» DO THIS: Express every line of the records below as a Markdown table with the columns "Row" and "Line," numbering each row and skipping blank lines. Leave the pictures out of the table.
═════ EXTRACTED MATERIAL
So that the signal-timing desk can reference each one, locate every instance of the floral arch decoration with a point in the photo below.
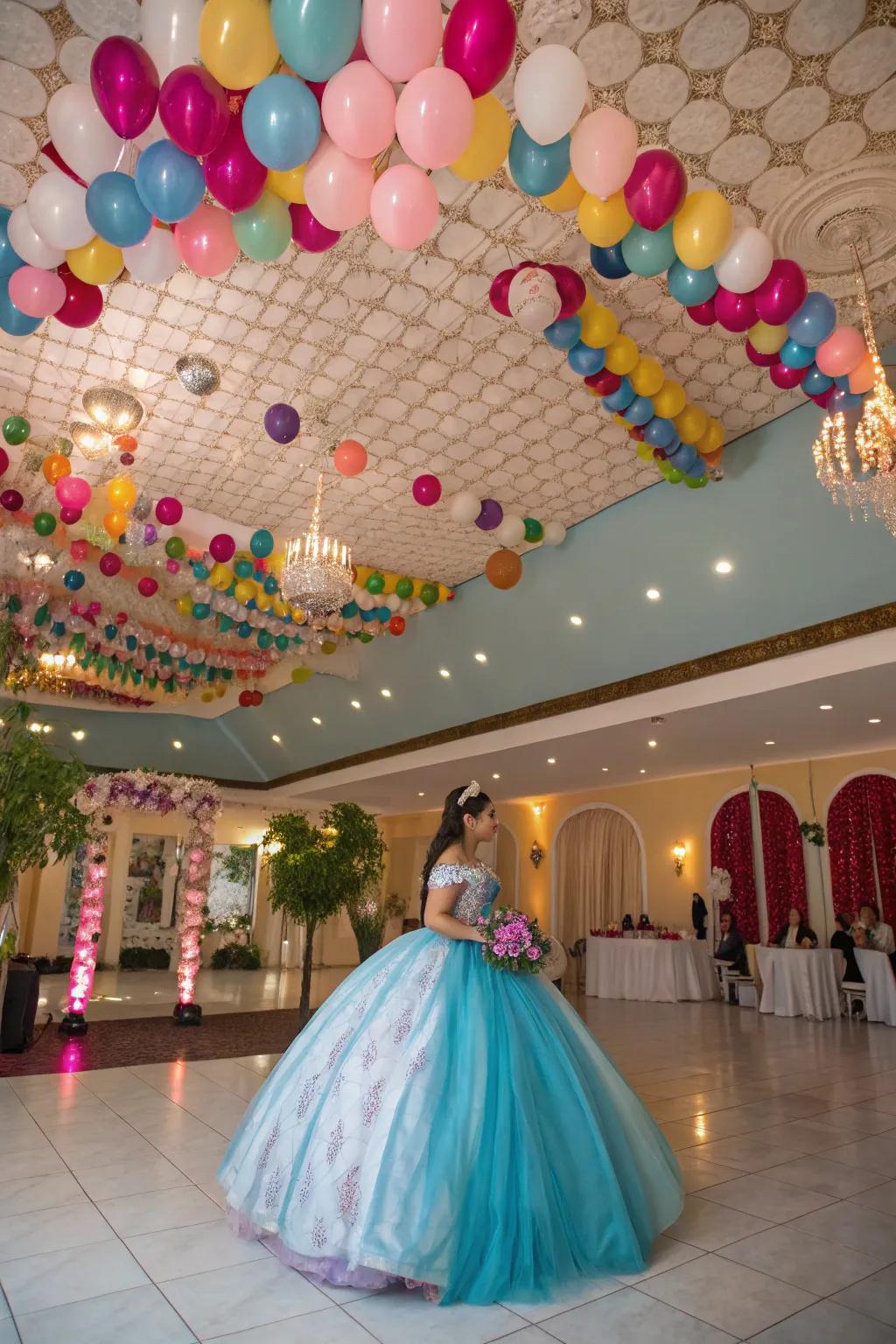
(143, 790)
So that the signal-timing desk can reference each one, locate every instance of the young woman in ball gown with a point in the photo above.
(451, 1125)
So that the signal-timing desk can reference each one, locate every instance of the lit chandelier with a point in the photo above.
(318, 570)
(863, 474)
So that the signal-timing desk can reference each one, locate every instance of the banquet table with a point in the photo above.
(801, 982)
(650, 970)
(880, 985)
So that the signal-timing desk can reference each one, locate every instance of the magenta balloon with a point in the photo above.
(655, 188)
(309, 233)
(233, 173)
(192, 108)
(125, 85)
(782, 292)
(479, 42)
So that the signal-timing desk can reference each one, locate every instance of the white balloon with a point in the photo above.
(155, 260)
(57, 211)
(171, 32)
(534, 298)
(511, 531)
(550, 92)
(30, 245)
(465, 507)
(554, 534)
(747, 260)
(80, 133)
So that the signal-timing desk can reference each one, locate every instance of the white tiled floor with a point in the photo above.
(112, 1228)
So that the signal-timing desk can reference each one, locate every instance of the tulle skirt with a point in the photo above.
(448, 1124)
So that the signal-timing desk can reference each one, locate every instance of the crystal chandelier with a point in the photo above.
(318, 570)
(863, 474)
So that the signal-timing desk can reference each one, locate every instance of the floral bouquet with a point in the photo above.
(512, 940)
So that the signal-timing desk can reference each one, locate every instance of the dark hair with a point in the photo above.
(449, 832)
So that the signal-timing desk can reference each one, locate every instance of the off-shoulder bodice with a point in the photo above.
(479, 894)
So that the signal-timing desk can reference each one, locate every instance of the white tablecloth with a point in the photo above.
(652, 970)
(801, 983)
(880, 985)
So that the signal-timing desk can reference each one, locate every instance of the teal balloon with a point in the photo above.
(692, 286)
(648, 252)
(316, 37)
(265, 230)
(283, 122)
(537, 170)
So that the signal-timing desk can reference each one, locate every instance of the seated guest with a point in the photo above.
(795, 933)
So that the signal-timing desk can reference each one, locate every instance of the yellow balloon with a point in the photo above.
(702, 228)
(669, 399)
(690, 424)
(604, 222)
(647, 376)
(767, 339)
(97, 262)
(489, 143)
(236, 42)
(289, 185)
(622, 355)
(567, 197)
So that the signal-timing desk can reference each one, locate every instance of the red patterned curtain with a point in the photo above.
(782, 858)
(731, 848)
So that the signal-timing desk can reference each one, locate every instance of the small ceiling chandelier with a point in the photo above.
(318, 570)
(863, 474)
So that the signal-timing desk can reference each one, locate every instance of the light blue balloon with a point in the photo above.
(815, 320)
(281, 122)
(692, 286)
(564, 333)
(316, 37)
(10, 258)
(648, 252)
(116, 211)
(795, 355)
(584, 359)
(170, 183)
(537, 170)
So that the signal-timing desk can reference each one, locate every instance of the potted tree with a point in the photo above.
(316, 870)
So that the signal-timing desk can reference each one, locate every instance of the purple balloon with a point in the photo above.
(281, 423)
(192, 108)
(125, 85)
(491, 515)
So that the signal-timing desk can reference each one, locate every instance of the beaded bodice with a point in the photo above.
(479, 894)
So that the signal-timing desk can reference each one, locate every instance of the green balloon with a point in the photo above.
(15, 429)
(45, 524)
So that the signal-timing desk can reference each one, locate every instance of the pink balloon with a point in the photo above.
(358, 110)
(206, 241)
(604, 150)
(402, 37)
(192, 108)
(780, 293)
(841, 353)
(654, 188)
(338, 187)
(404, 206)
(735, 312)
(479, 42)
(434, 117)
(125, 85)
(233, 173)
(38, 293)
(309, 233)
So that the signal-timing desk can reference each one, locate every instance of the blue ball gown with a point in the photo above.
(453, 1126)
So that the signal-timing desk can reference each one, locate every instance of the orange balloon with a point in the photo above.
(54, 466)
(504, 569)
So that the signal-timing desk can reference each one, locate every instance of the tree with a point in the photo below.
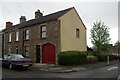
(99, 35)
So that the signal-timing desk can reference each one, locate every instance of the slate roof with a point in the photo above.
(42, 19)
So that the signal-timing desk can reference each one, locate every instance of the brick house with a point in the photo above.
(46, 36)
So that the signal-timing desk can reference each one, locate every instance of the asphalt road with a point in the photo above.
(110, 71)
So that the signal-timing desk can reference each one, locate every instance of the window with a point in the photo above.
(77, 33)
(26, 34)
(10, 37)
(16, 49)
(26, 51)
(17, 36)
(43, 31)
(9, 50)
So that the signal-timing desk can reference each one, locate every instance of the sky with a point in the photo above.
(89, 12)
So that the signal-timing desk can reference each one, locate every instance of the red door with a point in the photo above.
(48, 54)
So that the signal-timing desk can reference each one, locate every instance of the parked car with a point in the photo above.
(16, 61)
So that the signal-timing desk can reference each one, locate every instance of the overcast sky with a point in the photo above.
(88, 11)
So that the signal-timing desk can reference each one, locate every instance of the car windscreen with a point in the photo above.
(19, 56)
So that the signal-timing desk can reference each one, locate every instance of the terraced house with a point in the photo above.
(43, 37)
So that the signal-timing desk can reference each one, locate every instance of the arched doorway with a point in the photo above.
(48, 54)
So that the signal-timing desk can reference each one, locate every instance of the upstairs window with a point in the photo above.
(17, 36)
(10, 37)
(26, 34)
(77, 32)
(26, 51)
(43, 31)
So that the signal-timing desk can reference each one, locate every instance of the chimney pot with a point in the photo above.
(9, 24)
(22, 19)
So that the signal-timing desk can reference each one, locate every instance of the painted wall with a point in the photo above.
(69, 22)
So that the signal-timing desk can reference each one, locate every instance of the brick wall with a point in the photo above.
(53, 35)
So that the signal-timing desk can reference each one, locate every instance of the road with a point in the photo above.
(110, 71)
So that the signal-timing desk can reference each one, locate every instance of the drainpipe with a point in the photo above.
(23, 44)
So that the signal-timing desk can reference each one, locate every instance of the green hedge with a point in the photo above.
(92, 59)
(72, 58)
══════════
» RESPONSE:
| Row | Line |
|---|---|
| 1 | So that the signal-timing desk can reference each one, locate every instance of the floral arch decoration with a point in the photo below. |
| 2 | (143, 790) |
| 3 | So that the signal-timing desk can reference each one, locate every instance of the young woman in ball gown with a point in the photo above. |
| 4 | (451, 1125) |
| 5 | So that the signal-timing desk can reference each one, locate every instance of the lit chandelier with a point in the photo above. |
| 6 | (318, 570) |
| 7 | (863, 474) |
| 8 | So that the signal-timing desk can reference each one, locate every instance of the banquet table with a point in the photo above. |
| 9 | (801, 982) |
| 10 | (650, 970) |
| 11 | (880, 985) |
| 12 | So that the signal-timing desk can reference each one, locate every instance of the magenta balloon with a point in the photo above. |
| 13 | (655, 188) |
| 14 | (309, 233) |
| 15 | (233, 173) |
| 16 | (192, 108) |
| 17 | (125, 85) |
| 18 | (782, 292) |
| 19 | (479, 42) |
| 20 | So that the signal-timing desk can reference each one, locate every instance of the white balloon with a point in the photo above. |
| 21 | (155, 260) |
| 22 | (57, 211) |
| 23 | (171, 32) |
| 24 | (534, 298) |
| 25 | (511, 531) |
| 26 | (550, 92) |
| 27 | (30, 245) |
| 28 | (465, 507) |
| 29 | (554, 534) |
| 30 | (747, 260) |
| 31 | (80, 133) |
| 32 | So that the signal-timing desk can reference each one, locate every instance of the white tiled floor with a point in the photo above. |
| 33 | (112, 1228) |
| 34 | So that the signal-timing desk can reference each one, locate every instance of the tulle skirt with a point in the photo above. |
| 35 | (448, 1124) |
| 36 | So that the signal-timing desk can reference each one, locate every instance of the crystal chandelier with a point in the photo above. |
| 37 | (318, 570) |
| 38 | (863, 474) |
| 39 | So that the signal-timing desk can reference each one, locate every instance of the floral bouquet with a point in the photo above. |
| 40 | (512, 940) |
| 41 | So that the signal-timing desk can reference each one, locate every instance of the dark hair with a point in the photo above. |
| 42 | (449, 832) |
| 43 | So that the signal-timing desk can reference each one, locate every instance of the off-shoulder bodice with a point in the photo above. |
| 44 | (479, 894) |
| 45 | So that the signal-timing desk can reference each one, locate every instance of the white tablecloth with a point in the photo above. |
| 46 | (652, 970) |
| 47 | (801, 983) |
| 48 | (880, 985) |
| 49 | So that the signal-timing desk can reference each one, locate every instance of the teal balloon with a point in the photo above. |
| 50 | (692, 286) |
| 51 | (648, 252) |
| 52 | (316, 37) |
| 53 | (265, 230) |
| 54 | (283, 122) |
| 55 | (537, 170) |
| 56 | So that the signal-timing desk can reference each one, locate every instance of the seated guest with a point in the photo above. |
| 57 | (795, 933) |
| 58 | So that the signal-timing desk can reference each one, locate every instance of the yellow balloon with a point in the photo above. |
| 59 | (702, 228) |
| 60 | (669, 399) |
| 61 | (690, 424) |
| 62 | (604, 222) |
| 63 | (647, 376) |
| 64 | (767, 339) |
| 65 | (97, 262) |
| 66 | (489, 143) |
| 67 | (236, 42) |
| 68 | (289, 185) |
| 69 | (622, 355) |
| 70 | (567, 197) |
| 71 | So that the signal-timing desk can reference each one, locate every instance of the red patterned curtain with a point in the photo above. |
| 72 | (782, 858) |
| 73 | (731, 848) |
| 74 | So that the signal-timing desk can reference each one, locate every instance of the small ceiling chandelier with a point in the photo above. |
| 75 | (318, 570) |
| 76 | (863, 474) |
| 77 | So that the signal-timing desk can reference each one, locate every instance of the light blue balloon with a point in the photo above. |
| 78 | (815, 320) |
| 79 | (281, 122) |
| 80 | (692, 286) |
| 81 | (564, 333) |
| 82 | (316, 37) |
| 83 | (10, 258) |
| 84 | (648, 252) |
| 85 | (116, 211) |
| 86 | (795, 355) |
| 87 | (584, 359) |
| 88 | (170, 183) |
| 89 | (537, 170) |
| 90 | So that the signal-timing desk can reference each one, locate every instance of the potted tree with a point in the photo above. |
| 91 | (316, 870) |
| 92 | So that the signal-timing desk can reference each one, locate every instance of the purple balloon with a point in the photo above. |
| 93 | (281, 423) |
| 94 | (192, 108) |
| 95 | (125, 85) |
| 96 | (491, 515) |
| 97 | So that the signal-timing desk can reference each one, locate every instance of the beaded bodice with a point in the photo above. |
| 98 | (479, 894) |
| 99 | So that the signal-timing desk can reference each one, locate every instance of the green balloon with a point in the photo above. |
| 100 | (15, 429) |
| 101 | (45, 524) |
| 102 | So that the signal-timing desk can reference each one, locate every instance of the pink balloon with a point in the photo above. |
| 103 | (358, 110) |
| 104 | (206, 241) |
| 105 | (604, 150) |
| 106 | (402, 37) |
| 107 | (192, 108) |
| 108 | (780, 293) |
| 109 | (841, 353) |
| 110 | (654, 188) |
| 111 | (338, 187) |
| 112 | (404, 206) |
| 113 | (735, 312) |
| 114 | (479, 42) |
| 115 | (434, 117) |
| 116 | (125, 85) |
| 117 | (233, 173) |
| 118 | (38, 293) |
| 119 | (309, 233) |
| 120 | So that the signal-timing desk can reference each one, locate every instance of the blue ball gown with a point in the photo above. |
| 121 | (453, 1126) |
| 122 | So that the signal-timing desk can reference each one, locate every instance of the orange balloon with a point in the photo above. |
| 123 | (54, 466) |
| 124 | (504, 569) |
| 125 | So that the signal-timing desk can reference each one, locate every instance of the tree with a point in the photo below. |
| 126 | (99, 35) |
| 127 | So that the signal-timing desk can reference each one, locate every instance of the slate roof with a point in the photo above. |
| 128 | (42, 19) |
| 129 | So that the signal-timing desk can reference each one, locate every instance of the brick house with a point in the photo above. |
| 130 | (46, 36) |
| 131 | So that the signal-timing desk can reference each one, locate every instance of the asphalt road with a point in the photo above. |
| 132 | (110, 71) |
| 133 | So that the signal-timing desk can reference each one, locate every instance of the window with a point in the photo above. |
| 134 | (77, 33) |
| 135 | (26, 34) |
| 136 | (10, 37) |
| 137 | (16, 49) |
| 138 | (26, 51) |
| 139 | (17, 36) |
| 140 | (43, 31) |
| 141 | (9, 50) |
| 142 | So that the signal-timing desk can reference each one, locate every instance of the sky with a point in the photo above. |
| 143 | (89, 12) |
| 144 | So that the signal-timing desk can reference each one, locate every instance of the red door with a point in the photo above. |
| 145 | (48, 54) |
| 146 | So that the signal-timing desk can reference each one, locate every instance of the parked car with a point in the photo above. |
| 147 | (16, 61) |
| 148 | So that the signal-timing desk can reference each one, locate every instance of the overcast sky with a point in the photo above. |
| 149 | (88, 11) |
| 150 | So that the signal-timing desk can reference each one, locate every instance of the car windscreen with a point in the photo above. |
| 151 | (19, 56) |
| 152 | So that the signal-timing desk can reference each one, locate every instance of the terraced house with a point in the photo above. |
| 153 | (43, 37) |
| 154 | So that the signal-timing desk can reference each one, locate every instance of the arched doorway with a point in the photo above. |
| 155 | (48, 54) |
| 156 | So that the signal-timing desk can reference each one, locate every instance of the upstairs window with a point in the photo above. |
| 157 | (17, 36) |
| 158 | (10, 37) |
| 159 | (26, 34) |
| 160 | (77, 32) |
| 161 | (26, 51) |
| 162 | (43, 31) |
| 163 | So that the signal-timing desk can reference each one, locate every instance of the chimney pot with a point in the photo above. |
| 164 | (9, 24) |
| 165 | (22, 19) |
| 166 | So that the signal-timing desk can reference each one, locate every instance of the painted wall with a point in the photo above. |
| 167 | (69, 22) |
| 168 | So that the signal-timing desk can reference each one, locate every instance of the brick wall with a point in the photo above. |
| 169 | (53, 35) |
| 170 | So that the signal-timing desk can reference each one, locate every instance of the road with a point in the photo above. |
| 171 | (110, 71) |
| 172 | So that the signal-timing desk can reference each one, locate every instance of the drainpipe with a point in the photo above. |
| 173 | (23, 44) |
| 174 | So that the signal-timing desk can reference each one, locate every instance of the green hedge with a point in the photo above. |
| 175 | (92, 59) |
| 176 | (72, 58) |